[Dataset records — start]
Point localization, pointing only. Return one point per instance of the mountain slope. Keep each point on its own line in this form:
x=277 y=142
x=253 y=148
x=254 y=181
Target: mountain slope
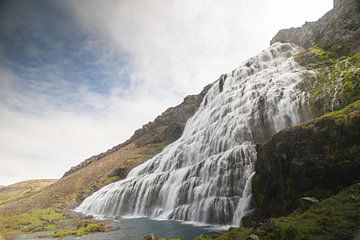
x=23 y=189
x=337 y=31
x=112 y=165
[Dataset records — finish]
### Problem details
Give back the whole listing exactly; no pictures.

### Exercise result
Point localization, pointing only. Return one point per instance of the mountain slope. Keep each point on its own line in this form:
x=277 y=142
x=253 y=148
x=254 y=181
Target: mountain slope
x=23 y=189
x=337 y=31
x=112 y=165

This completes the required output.